**Text**
◇ ◇ ◇

Ana Pires, commander of 'Missão Camões' (Mission Camões)and researcher at the Institute for Systems and Computer Engineering, Technology and Science (INESC TEC) Photo: ANTÓNIO ARAÚJO/LUSA
Ana Pires, commander of 'Missão Camões' (Mission Camões)and researcher at the Institute for Systems and Computer Engineering, Technology and Science (INESC TEC) Photo: ANTÓNIO ARAÚJO/LUSA

Researchers simulate lunar base in Azores cave

Azores cave will be used to simulate lunar base for nearly one week

Seven Portuguese and foreign researchers will be “travelling” to the Moon without leaving Earth in the first mission to simulate the lunar environment carried out in Portugal.

The mission will take place between November 22 and 28 at the Gruta do Natal, on Terceira Island, in the Azores.

“It’s an incredible team, and it’s been a fantastic journey for us to be able to ‘fly to the Moon, land’ and finally be here for a week. And let’s see if we all make it safely back to Earth,” Ana Pires, commander of ‘Missão Camões’ (Mission Camões)and researcher at the Institute for Systems and Computer Engineering, Technology and Science (INESC TEC), told Lusa and Antena 1.

The cave will soon be closed to the public and the lights will be switched off.

Two geoscientists, a geophysicist, an astrobiologist, an explorer, a specialist in human factors and climate and a psychologist will be divided into three stations where tents will be set up.

For seven days, they will be isolated in the cave and will only go up to the reception for meals, hygiene and brief internet access.

With the collaboration of 10 other researchers, they will carry out 14 experiments using drones, sensors and other technologies in the hope of collecting data that they can share with the international scientific community.

“We’re going to be here 24 hours a day. So we’ll have plenty of time to find out lots of things. We’re looking forward to finding out what stories this cave has to tell us,” says the mission commander.

More than studying the cave, the mission aims to prove whether it is possible to live inside a structure with characteristics that resemble a lunar environment.

“Basically, we’re going to try to understand whether a real astronaut would be able to live in this kind of environment and what the end result might be, which could one day provide clues for real missions. What does a geological structure like this need for an astronaut to be able to live here?” explains Ana Pires.

The geoscientists, for example, will try to discover what could be behind the walls of the cave using Lidar optical remote sensing technology, while the astrobiologist will collect samples of living organisms.

Yvette González, executive director of the mission and a researcher at Plymouth University in the United States, will study human factors and environmental empathy.

◇ ◇ ◇

**Activity 1**
Using the article, decide whether each statement below is true: (a) the mission will take place between November 22 and 28; (b) the researchers will be isolated in the cave for fourteen days; (c) the astrobiologist will use Lidar technology to examine the cave walls. Answer yes or no for each and quote the deciding words.
**Activity 2**
Rewrite the passage of the article from "For seven days, they" up to and including "international scientific community.", substituting "robots" for "drones".
**Activity 3**
List every kind of specialist that the article names among the seven researchers taking part in the mission.

[Natural language region descriptions]
◇ ◇ ◇

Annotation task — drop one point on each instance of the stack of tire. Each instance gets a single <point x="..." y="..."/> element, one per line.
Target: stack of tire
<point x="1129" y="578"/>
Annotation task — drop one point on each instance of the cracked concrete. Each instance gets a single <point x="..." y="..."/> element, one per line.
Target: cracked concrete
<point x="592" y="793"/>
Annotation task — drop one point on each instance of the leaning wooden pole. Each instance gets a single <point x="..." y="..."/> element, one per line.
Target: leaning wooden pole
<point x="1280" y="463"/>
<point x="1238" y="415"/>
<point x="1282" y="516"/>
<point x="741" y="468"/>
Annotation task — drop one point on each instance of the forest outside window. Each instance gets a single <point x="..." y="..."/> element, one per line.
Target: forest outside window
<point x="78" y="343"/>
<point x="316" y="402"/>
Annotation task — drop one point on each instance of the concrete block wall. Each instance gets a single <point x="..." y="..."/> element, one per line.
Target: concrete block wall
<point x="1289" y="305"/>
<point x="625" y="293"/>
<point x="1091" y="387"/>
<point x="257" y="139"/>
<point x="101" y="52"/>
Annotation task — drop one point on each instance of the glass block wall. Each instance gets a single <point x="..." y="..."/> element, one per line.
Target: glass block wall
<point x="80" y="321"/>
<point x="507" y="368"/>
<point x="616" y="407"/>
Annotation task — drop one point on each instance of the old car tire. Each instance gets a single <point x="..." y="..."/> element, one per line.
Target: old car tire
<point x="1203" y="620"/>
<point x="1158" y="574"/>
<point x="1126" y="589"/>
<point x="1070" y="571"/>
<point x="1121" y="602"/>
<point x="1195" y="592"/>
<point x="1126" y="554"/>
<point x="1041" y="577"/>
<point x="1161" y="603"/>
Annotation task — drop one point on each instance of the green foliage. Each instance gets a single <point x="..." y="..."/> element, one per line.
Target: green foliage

◇ ◇ ◇

**Response box 1**
(a) Yes: "The mission will take place between November 22 and 28"
(b) No: "For seven days, they will be isolated in the cave"
(c) No: "The geoscientists, for example, will try to discover what could be behind the walls of the cave using Lidar optical remote sensing technology, while the astrobiologist will collect samples of living organisms."

**Response box 2**
For seven days, they will be isolated in the cave and will only go up to the reception for meals, hygiene and brief internet access.

With the collaboration of 10 other researchers, they will carry out 14 experiments using robots, sensors and other technologies in the hope of collecting data that they can share with the international scientific community.

**Response box 3**
- geoscientists (two)
- geophysicist
- astrobiologist
- explorer
- specialist in human factors and climate
- psychologist